**PASSAGE TO READ:**
##############################

The next opportunity for progress came at the Fifth BWC Review Conference, which convened in Geneva from November 19 to December 7, 2001, at a time when anthrax-tainted letters were terrorizing the United States. The meeting was the fifth in a series of BWC review conferences, which are held at five-year intervals to assess the implementation of the Convention and to devise measures for strengthening it. In attendance were 91 of the 144 states parties to the BWC. Many of the member-states had hoped that the Fifth Review Conference would approve a formal mechanism for checking compliance with the BWC, but that was not the case.

Given the collapse of the Ad Hoc Group negotiations, a key objective of the Fifth Review Conference was to develop alternative strategies for strengthening the BWC. At the outset of the conference, the head of the U.S. delegation, Undersecretary of State for Arms Control and International Security John Bolton, accused six states of violating the BWC: Iran, Iraq, Libya, and North Korea (all parties to the Convention); Syria (which has signed but not ratified); and Sudan (which has neither signed nor ratified). Bolton insisted that the Conference's Final Declaration refer to the problem of noncompliance, but several countries, led by Iran, objected to the U.S.-proposed language.

As an alternative to the BWC Protocol, which Bolton stated bluntly was "dead, and is not going to be resurrected," the United States offered a package of nine measures that could be implemented through national legislation. The U.S.-proposed measures include:

  • criminalizing the acquisition and possession of biological weapons;
  • restricting access to dangerous microbial pathogens and toxins;
  • supporting the World Health Organization's global system for disease surveillance and control;
  • establishing an ethical code of conduct for scientists working with dangerous pathogens;
  • contributing to an international team that would provide assistance in fighting outbreaks of infectious disease; and
  • strengthening an existing UN mechanism for conducting field investigations of alleged biological weapons use so that BWC member states would be required to accept investigations on their territory.

A number of the U.S.-proposed measures were included in the draft Final Declaration, although agreement was not reached on the creation of a strengthened UN field investigation mechanism. Other contentious issues included a proposal by the Non-Aligned Movement (NAM) countries to establish a committee to monitor trade and cooperation among BWC member-states, and a bid by the radical NAM states (Iran, China, India, and Pakistan) for a mechanism to overturn denials of requested technology transfers. Western countries strongly opposed both NAM proposals.

Another unresolved question during the Review Conference was how to move forward with a mechanism to monitor BWC compliance. The United States strongly opposed resuming the Ad Hoc Group negotiations, whereas the NAM countries insisted that discussion of measures to strengthen the BWC should continue in a multilateral forum. In an attempt to devise a compromise forumula, the European Union proposed annual meetings of BWC member-states and the creation of governmental "expert groups" that would assess the implementation of strengthening measures agreed by the Review Conference and consider new ones.

##############################

**DATA LISTING:**
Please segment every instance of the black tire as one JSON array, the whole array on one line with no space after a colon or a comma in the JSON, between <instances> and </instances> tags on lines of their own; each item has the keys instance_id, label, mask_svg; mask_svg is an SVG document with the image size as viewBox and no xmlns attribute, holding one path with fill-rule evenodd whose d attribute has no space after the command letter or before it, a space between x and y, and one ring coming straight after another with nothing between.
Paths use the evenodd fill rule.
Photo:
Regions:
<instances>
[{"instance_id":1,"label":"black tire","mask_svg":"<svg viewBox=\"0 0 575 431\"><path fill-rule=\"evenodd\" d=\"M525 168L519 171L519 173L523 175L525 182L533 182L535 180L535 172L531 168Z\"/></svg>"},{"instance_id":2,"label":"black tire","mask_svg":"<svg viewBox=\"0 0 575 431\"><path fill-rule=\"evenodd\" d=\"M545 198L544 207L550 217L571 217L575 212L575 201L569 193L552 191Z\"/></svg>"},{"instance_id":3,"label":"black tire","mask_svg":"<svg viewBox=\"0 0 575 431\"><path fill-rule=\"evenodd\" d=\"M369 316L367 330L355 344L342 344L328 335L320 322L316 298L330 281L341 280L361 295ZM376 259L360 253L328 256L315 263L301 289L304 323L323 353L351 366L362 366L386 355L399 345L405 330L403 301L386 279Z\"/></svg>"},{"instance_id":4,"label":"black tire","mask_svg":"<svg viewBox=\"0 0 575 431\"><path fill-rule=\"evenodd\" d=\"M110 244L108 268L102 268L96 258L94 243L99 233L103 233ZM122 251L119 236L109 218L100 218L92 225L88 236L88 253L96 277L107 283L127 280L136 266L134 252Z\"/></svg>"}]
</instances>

##############################

**WHAT YOU SHOULD DO:** Can you pull out, word for word, the stretch of the passage on the Fifth BWC Review Conference that begins at the words "A number of" and stops after "both NAM proposals."?

**RESULT FOR THIS EXERCISE:**
A number of the U.S.-proposed measures were included in the draft Final Declaration, although agreement was not reached on the creation of a strengthened UN field investigation mechanism. Other contentious issues included a proposal by the Non-Aligned Movement (NAM) countries to establish a committee to monitor trade and cooperation among BWC member-states, and a bid by the radical NAM states (Iran, China, India, and Pakistan) for a mechanism to overturn denials of requested technology transfers. Western countries strongly opposed both NAM proposals.